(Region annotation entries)
** begin **

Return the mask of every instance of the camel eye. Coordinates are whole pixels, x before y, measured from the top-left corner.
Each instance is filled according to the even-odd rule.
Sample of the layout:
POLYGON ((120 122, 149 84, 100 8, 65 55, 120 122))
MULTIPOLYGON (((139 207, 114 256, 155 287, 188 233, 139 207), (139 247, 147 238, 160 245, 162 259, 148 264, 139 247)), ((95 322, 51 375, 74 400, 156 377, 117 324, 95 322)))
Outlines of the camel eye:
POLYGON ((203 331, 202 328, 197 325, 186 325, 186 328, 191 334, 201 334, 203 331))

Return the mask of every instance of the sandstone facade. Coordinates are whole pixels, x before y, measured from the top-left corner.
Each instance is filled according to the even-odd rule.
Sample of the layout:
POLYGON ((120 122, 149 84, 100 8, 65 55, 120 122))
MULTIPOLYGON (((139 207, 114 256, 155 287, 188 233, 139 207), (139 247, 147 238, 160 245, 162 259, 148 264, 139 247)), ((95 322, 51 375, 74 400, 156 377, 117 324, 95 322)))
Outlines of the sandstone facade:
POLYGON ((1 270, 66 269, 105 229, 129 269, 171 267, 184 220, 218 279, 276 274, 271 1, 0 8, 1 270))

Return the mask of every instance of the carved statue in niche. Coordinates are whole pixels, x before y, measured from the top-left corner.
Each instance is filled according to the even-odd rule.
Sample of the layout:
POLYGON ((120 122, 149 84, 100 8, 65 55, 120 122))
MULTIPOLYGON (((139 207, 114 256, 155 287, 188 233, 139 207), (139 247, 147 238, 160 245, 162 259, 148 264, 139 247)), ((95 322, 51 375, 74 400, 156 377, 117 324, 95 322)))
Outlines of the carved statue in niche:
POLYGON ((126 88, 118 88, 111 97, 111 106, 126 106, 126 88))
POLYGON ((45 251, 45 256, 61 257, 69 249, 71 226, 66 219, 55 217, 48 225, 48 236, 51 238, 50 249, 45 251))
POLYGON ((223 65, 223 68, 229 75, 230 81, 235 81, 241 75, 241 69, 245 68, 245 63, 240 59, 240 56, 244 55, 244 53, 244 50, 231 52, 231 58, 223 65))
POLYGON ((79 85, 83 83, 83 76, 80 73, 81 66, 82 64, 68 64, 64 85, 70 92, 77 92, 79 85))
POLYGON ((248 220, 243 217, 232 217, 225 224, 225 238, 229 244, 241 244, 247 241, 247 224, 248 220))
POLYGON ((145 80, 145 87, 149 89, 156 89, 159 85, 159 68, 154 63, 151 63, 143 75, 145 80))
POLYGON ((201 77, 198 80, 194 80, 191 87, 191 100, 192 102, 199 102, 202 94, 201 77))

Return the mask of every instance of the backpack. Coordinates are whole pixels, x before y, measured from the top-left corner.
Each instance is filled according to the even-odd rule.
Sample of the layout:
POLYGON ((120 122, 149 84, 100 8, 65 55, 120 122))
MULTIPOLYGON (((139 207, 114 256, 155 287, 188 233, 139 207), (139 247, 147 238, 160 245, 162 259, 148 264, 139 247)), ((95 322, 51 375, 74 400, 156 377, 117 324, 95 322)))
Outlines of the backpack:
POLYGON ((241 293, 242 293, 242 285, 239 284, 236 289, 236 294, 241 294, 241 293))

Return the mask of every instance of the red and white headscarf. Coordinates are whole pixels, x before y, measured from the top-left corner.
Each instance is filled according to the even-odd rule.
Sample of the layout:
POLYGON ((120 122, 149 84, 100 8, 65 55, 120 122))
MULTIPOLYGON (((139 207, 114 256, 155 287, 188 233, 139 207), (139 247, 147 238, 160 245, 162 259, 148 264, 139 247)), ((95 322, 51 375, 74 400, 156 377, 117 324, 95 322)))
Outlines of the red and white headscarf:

** end **

__What you need to do__:
Please reproduce the lines of the listing starting at "Return the mask of every instance of the backpack." and ending at "POLYGON ((241 293, 242", both included. Shift every coordinate in the answer outlines by -101, and leave the request text and its layout samples unchanged.

__Response__:
Return the mask of every instance of the backpack. Coordinates are whole pixels, x before y, measured from the top-left corner.
Each instance is filled according to the even-odd rule.
Sample of the layout:
POLYGON ((120 122, 149 84, 100 8, 65 55, 120 122))
MULTIPOLYGON (((139 207, 114 256, 155 287, 188 233, 139 207), (139 247, 147 238, 160 245, 162 259, 148 264, 139 247)), ((95 322, 51 375, 74 400, 156 377, 117 324, 95 322)))
Outlines of the backpack:
POLYGON ((140 192, 141 192, 141 184, 138 183, 135 188, 135 193, 140 193, 140 192))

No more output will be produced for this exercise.